Some material
◇ ◇ ◇
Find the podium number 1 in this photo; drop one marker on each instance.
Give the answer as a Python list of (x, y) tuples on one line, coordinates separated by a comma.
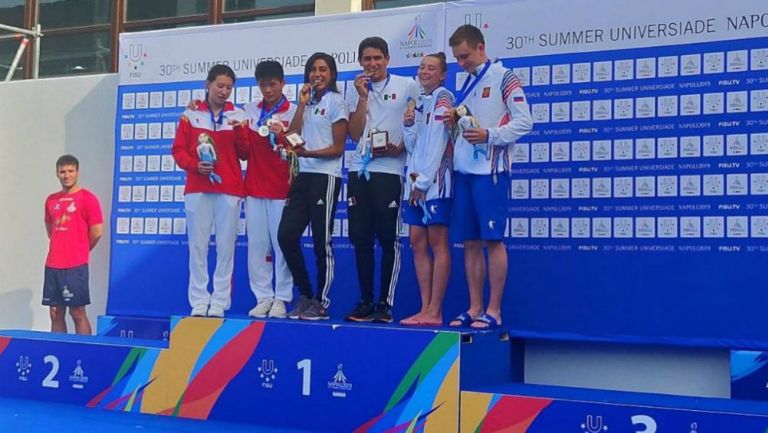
[(306, 366)]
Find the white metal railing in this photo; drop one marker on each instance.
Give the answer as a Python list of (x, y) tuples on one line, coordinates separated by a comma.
[(37, 34)]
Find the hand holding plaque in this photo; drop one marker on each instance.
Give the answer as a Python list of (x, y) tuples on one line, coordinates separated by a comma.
[(379, 141), (206, 152)]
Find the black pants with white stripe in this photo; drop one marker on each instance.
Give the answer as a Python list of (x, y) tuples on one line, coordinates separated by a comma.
[(311, 200), (374, 212)]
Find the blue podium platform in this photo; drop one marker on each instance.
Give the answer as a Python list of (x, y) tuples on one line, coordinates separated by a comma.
[(520, 408), (153, 328), (28, 416), (340, 377)]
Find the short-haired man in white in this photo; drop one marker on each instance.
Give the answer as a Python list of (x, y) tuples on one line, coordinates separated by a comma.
[(481, 162)]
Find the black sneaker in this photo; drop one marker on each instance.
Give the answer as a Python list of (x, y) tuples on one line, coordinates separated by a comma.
[(383, 313), (314, 311), (363, 312)]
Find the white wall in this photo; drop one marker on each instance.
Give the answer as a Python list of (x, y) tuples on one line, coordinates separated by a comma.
[(39, 121)]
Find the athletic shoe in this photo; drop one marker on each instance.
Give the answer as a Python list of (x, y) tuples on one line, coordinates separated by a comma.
[(215, 311), (363, 312), (262, 308), (199, 310), (299, 307), (383, 313), (278, 310), (314, 311)]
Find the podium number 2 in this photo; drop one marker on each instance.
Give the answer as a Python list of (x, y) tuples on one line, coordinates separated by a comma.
[(306, 366), (49, 381)]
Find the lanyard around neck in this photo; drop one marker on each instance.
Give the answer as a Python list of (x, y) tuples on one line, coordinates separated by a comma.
[(264, 115), (470, 84)]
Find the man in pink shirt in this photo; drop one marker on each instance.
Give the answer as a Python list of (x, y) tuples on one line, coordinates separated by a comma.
[(74, 222)]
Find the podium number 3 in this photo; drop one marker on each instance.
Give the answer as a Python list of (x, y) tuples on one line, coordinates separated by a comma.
[(49, 381), (306, 366)]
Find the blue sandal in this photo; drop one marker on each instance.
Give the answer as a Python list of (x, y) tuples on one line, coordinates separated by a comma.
[(464, 319), (487, 321)]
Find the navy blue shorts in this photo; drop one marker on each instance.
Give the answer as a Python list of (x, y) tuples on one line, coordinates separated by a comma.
[(480, 207), (68, 287), (439, 211)]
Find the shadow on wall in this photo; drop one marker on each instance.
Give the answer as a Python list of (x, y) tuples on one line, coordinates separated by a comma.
[(16, 308), (90, 135)]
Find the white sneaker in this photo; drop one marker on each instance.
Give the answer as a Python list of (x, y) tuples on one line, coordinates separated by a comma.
[(262, 308), (278, 310), (215, 311), (199, 310)]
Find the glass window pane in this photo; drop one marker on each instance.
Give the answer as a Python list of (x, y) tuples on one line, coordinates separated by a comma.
[(7, 52), (152, 9), (386, 4), (85, 53), (268, 17), (238, 5), (168, 26), (56, 14), (12, 13)]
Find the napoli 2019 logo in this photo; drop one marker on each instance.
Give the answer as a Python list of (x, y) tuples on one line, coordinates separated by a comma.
[(416, 42), (135, 57)]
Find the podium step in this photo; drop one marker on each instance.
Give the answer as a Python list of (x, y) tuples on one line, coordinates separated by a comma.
[(546, 409), (153, 328), (340, 377), (37, 417)]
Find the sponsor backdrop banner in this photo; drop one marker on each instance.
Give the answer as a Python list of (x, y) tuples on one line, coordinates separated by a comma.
[(637, 205)]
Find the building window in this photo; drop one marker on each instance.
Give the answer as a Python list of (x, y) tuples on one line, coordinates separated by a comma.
[(78, 53), (12, 12), (138, 10), (387, 4), (81, 36), (8, 50), (250, 10), (58, 14)]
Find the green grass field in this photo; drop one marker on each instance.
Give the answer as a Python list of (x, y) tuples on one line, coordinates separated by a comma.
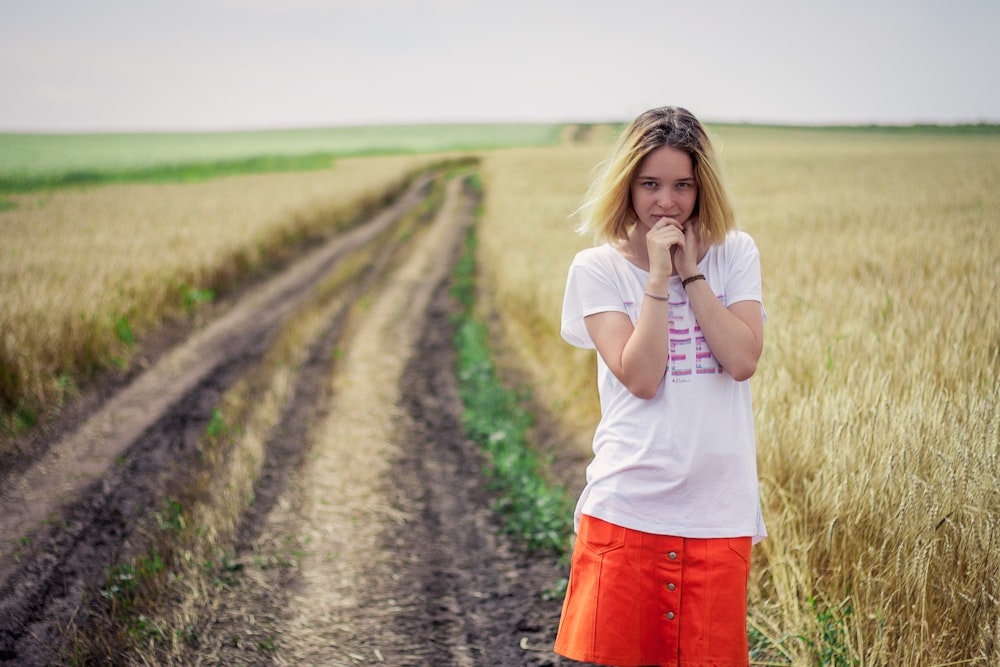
[(43, 161)]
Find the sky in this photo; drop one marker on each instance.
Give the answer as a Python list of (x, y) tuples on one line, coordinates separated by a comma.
[(206, 65)]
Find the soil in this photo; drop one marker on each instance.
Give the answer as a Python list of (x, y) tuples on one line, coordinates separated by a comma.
◇ ◇ ◇
▸ Problem description
Can you rewrite every line of the material above as a JSON list of strings, one string per line, skipping blank lines and leaving out the pictures?

▸ Final answer
[
  "Find the podium number 1 in this photo; drop one marker on each instance.",
  "Give the answer as a Python list of (x, y) tuples on one line, coordinates separated by a comma.",
  "[(306, 366)]",
  "Find the white metal railing in this photo; drop one marker on each instance.",
  "Give the answer as a Python list of (x, y) tuples on one line, coordinates separated by a comma.",
  "[(37, 34)]",
  "Find the hand holding plaque in this photo; drop one marker on each instance.",
  "Give the answer as a Python list of (x, y) tuples on one line, coordinates separated by a comma.",
  "[(379, 141), (206, 152)]",
  "Find the black pants with white stripe in this photo; drop one marker on each instance.",
  "Give the answer as a Python list of (x, y) tuples on one line, coordinates separated by a comma.",
  "[(311, 200), (374, 212)]",
  "Find the blue podium platform in this photo; drop one marker on each instance.",
  "Give the answer as a Python list of (x, y) tuples on one line, coordinates separated by a comma.",
  "[(520, 408), (153, 328), (28, 416), (340, 377)]",
  "Find the short-haired man in white in this photo; drop one marker on each instance.",
  "Give the answer as a Python list of (x, y) tuples on one line, coordinates separated by a comma.",
  "[(481, 162)]",
  "Find the black sneaker in this photo; drop one marker on each instance.",
  "Give the answer as a Python list of (x, y) tuples on one line, coordinates separated by a comma.",
  "[(383, 313), (314, 311), (363, 312)]",
  "Find the white wall in this photo; drop one marker on each instance.",
  "Give the answer as a Python list of (x, y) tuples on one line, coordinates separated by a comma.",
  "[(39, 121)]",
  "Find the athletic shoe in this photo; drop one marker on each instance.",
  "Give the answer as a Python list of (x, y) tuples on one line, coordinates separated by a comma.",
  "[(215, 311), (363, 312), (262, 308), (199, 310), (299, 307), (383, 313), (278, 310), (314, 311)]",
  "Find the podium number 2 in this photo; drop one marker on each instance.",
  "Give the answer as a Python list of (x, y) tuples on one line, coordinates separated by a comma.",
  "[(306, 366), (49, 381)]",
  "Find the lanyard around neck in this photo; drop one marker on each instance.",
  "Give the answer as a Python list of (x, y) tuples on one line, coordinates separated by a comma.",
  "[(264, 115), (470, 84)]",
  "Find the man in pink shirt in this photo; drop one marker on each instance.",
  "Give the answer as a Python list of (x, y) tuples on one line, coordinates separated by a comma.",
  "[(74, 222)]",
  "Find the podium number 3 in this photo; drop one marker on each instance.",
  "Give the answer as a Python list of (x, y) tuples on one line, coordinates separated by a comma.",
  "[(49, 381), (306, 366)]",
  "Find the blue sandal in this photo; drop one marker on each instance.",
  "Give the answer as a Python list of (x, y) tuples on one line, coordinates separated by a comma.",
  "[(464, 319), (487, 321)]",
  "Find the navy blue shorts in this photo; drop one marker on each instance.",
  "Give the answer as a Python list of (x, y) tuples on one line, coordinates separated by a comma.",
  "[(480, 207), (68, 287), (439, 211)]",
  "Find the shadow on wall in this photo; drop one marker on each instance.",
  "Give the answer as a Python list of (x, y) tuples on one line, coordinates separated by a comma.",
  "[(16, 308), (90, 135)]",
  "Find the white sneaker in this photo; drop one marker on each instance.",
  "Give the answer as a Python list of (x, y) tuples on one line, coordinates separated by a comma.",
  "[(262, 308), (278, 310), (215, 311), (199, 310)]",
  "Find the glass window pane in this photo; drop one marker on each instance.",
  "Give the answer as a Python list of (x, y) tuples on one line, coordinates separated by a comma.",
  "[(7, 52), (152, 9), (386, 4), (85, 53), (268, 17), (238, 5), (168, 26), (56, 14), (12, 13)]",
  "Find the napoli 2019 logo in this photo; drop one marker on each instance.",
  "Give the answer as a Python list of (x, y) tuples on one line, coordinates separated by a comma.",
  "[(416, 42), (135, 57)]",
  "Find the podium step in this photo; drop one marker on each instance.",
  "Give the answer as a Python list of (x, y) tuples on one line, coordinates separated by a comma.",
  "[(546, 409), (153, 328), (340, 377), (37, 417)]",
  "Find the sponsor backdrop banner in this photo; drop one marker on each instance.",
  "Give the answer as a Python list of (x, y) tuples on one line, coordinates separated by a comma.",
  "[(637, 205)]",
  "Find the building window in this photo; drop one marker on each instance.",
  "Give the answer as a Python list of (x, y) tuples on one line, coordinates separated by a comma.",
  "[(78, 53), (12, 12), (138, 10), (387, 4), (81, 36), (8, 50), (250, 10), (58, 14)]",
  "Find the green grass field in this photo; drop one marker on each instance.",
  "Give the answer as a Python list of (x, y) tuples on one line, coordinates separated by a comma.",
  "[(43, 161)]",
  "Find the sky in this photo; drop one marker on each instance.",
  "Give the answer as a Python list of (x, y) tuples on one line, coordinates separated by a comma.",
  "[(206, 65)]",
  "Find the soil in this photo; drop one marker on each instance.",
  "Give the answer as a Python list of (x, y) tuples on one line, coordinates separated by a comma."
]